## begin

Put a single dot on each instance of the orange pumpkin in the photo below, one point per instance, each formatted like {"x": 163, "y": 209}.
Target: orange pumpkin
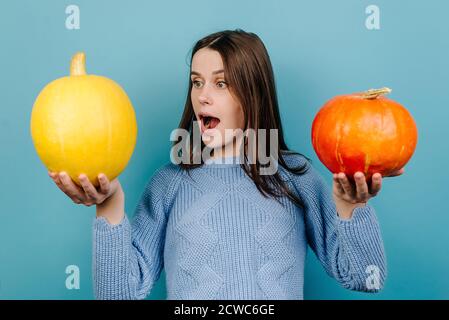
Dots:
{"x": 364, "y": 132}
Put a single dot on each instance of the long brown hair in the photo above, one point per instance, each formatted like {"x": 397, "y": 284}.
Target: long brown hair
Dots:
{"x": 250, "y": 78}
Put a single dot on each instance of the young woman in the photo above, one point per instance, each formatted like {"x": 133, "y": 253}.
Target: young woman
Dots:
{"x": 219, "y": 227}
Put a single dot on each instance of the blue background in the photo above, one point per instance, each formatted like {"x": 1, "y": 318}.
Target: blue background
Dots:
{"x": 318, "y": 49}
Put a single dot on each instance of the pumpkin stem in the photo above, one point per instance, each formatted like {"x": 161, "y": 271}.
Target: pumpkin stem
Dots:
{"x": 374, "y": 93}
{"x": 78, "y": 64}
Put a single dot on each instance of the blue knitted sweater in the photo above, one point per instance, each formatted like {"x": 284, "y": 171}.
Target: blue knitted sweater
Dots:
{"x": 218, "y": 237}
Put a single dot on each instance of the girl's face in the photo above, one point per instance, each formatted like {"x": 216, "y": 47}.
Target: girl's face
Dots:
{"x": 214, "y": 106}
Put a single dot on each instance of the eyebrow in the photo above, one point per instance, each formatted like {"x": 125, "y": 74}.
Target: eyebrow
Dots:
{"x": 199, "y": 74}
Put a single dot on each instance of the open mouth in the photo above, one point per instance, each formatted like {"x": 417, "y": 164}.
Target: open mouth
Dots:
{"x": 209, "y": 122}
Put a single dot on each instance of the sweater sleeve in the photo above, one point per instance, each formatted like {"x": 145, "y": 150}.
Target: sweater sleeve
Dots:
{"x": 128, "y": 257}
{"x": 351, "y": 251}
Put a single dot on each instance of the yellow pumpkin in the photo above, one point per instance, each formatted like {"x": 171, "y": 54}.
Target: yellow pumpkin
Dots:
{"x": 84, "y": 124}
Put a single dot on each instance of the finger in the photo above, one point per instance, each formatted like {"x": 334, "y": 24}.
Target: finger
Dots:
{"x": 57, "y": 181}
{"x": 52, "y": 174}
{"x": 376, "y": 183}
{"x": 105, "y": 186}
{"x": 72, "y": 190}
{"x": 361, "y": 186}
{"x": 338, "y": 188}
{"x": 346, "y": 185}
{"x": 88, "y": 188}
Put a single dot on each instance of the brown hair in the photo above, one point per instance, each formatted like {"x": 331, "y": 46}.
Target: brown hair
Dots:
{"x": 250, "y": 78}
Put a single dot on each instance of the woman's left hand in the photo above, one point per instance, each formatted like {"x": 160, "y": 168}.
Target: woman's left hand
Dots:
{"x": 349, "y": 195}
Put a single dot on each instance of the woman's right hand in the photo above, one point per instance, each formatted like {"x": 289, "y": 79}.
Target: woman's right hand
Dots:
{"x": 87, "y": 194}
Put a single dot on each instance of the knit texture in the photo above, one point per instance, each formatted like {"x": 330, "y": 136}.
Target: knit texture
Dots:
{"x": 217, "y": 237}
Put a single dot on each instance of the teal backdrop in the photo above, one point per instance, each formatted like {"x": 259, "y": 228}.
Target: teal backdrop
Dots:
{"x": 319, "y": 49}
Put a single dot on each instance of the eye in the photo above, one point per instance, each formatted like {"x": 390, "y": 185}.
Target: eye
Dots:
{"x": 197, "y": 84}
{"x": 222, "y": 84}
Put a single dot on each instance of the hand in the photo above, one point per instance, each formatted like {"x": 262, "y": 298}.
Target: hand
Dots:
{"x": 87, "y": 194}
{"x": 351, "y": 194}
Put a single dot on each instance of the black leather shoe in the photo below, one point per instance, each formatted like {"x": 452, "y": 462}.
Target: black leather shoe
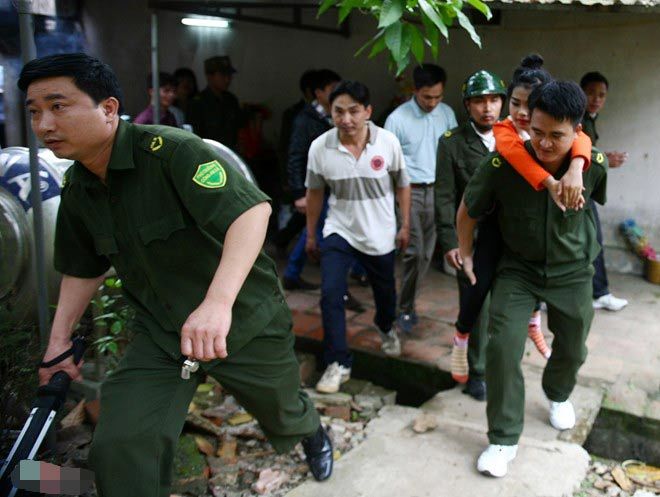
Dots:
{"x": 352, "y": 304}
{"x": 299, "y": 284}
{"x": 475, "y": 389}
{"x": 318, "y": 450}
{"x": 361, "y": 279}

## end

### PROBLEM DESCRIPTION
Reproduce all of the items above word for word, leaving out the pictures.

### ANSWER
Put a single dot on each instance of the orange pumpkin in the photo below, one point per instance, each formatted like {"x": 163, "y": 209}.
Target: orange pumpkin
Dots:
{"x": 364, "y": 132}
Put a single dot on each instance of the long brown hair in the photo above, one point per instance, each formatted like {"x": 397, "y": 284}.
Target: long brown hair
Dots:
{"x": 250, "y": 78}
Put a single dot on each instance of the young woman in the photo above, one point per instance, each formatted like {"x": 133, "y": 253}.
Target: young woman
Dots:
{"x": 219, "y": 227}
Put a single dot on each instance of the blue background in the photo above, one point per instance, each formatted like {"x": 1, "y": 318}.
Target: blue background
Dots:
{"x": 318, "y": 49}
Put a single dot on each instance of the pumpkin stem in the photo above, one point per instance, each formatted like {"x": 161, "y": 271}.
Target: pumpkin stem
Dots:
{"x": 374, "y": 93}
{"x": 78, "y": 64}
Put a single dot on each instance of the blue knitted sweater in the photo above, one point per instance, each formatted like {"x": 284, "y": 171}.
Target: blue knitted sweater
Dots:
{"x": 218, "y": 237}
Put a single dot on each instance of the girl's face in the photo above, one point per instance, each formatted like {"x": 216, "y": 47}.
Target: girl's face
Dots:
{"x": 214, "y": 106}
Put a single dot on each instance of the eyebrow in the photo above, one point per instance, each formatted like {"x": 125, "y": 74}.
Target: eyebrow
Dots:
{"x": 199, "y": 74}
Put a single dot on each instance of the open mouth in the photo above, one point per instance, each formatted like {"x": 417, "y": 164}.
Target: open mouth
Dots:
{"x": 209, "y": 122}
Put a single dot on each instance of the sweater sleeve in the photo above, one point per instance, each formatted like {"x": 145, "y": 150}.
Target: sweater sleeve
Dots:
{"x": 128, "y": 257}
{"x": 351, "y": 251}
Put a single dot on each instance of the yellow pumpkin in the photo above, one point per instance, each formatted like {"x": 171, "y": 54}.
Target: yellow pumpkin
Dots:
{"x": 84, "y": 124}
Put a single dot on each instance of the finger in the photo above, one point per instance, each formatted like {"x": 334, "y": 24}.
Target: finger
Dots:
{"x": 57, "y": 181}
{"x": 52, "y": 174}
{"x": 376, "y": 183}
{"x": 105, "y": 186}
{"x": 72, "y": 190}
{"x": 361, "y": 186}
{"x": 338, "y": 188}
{"x": 346, "y": 185}
{"x": 88, "y": 188}
Put a single dot on each instance of the brown hair in the photo above, one point per instance, each formatted like {"x": 331, "y": 46}.
Target: brown hair
Dots:
{"x": 250, "y": 78}
Put a single dot on each instance of the woman's left hand in the photo above, one point per instance, each formatted like {"x": 160, "y": 168}.
Target: woman's left hand
Dots:
{"x": 349, "y": 195}
Put a single dot on each instance of the woman's right hand in the photo above, one point per instance, each formatted like {"x": 289, "y": 79}.
Target: woman's right hand
Dots:
{"x": 87, "y": 194}
Put a single dot on each instance of the knit texture in the photo above, one point per instance, each formatted like {"x": 330, "y": 136}.
Target: knit texture
Dots:
{"x": 217, "y": 237}
Put a single dot on each instance of the teal backdrop in the photo above, one point per instance, each formatted like {"x": 259, "y": 228}.
Target: teal backdrop
Dots:
{"x": 319, "y": 49}
Put a single dot on each instance of the eye in the photo above, one point per instance, each formatted like {"x": 390, "y": 185}.
Target: eye
Dots:
{"x": 197, "y": 84}
{"x": 222, "y": 84}
Put a single dot on each instance of the hand in the photo above, one point per instance, each formatted like {"x": 262, "y": 298}.
Target: hand
Dots:
{"x": 87, "y": 194}
{"x": 351, "y": 194}
Put a single dot on each instance of the black leather shoe in the photo below, one point per instance, each formatted like {"x": 452, "y": 462}.
Target: black leather shoe
Dots:
{"x": 352, "y": 304}
{"x": 299, "y": 284}
{"x": 475, "y": 389}
{"x": 318, "y": 450}
{"x": 361, "y": 279}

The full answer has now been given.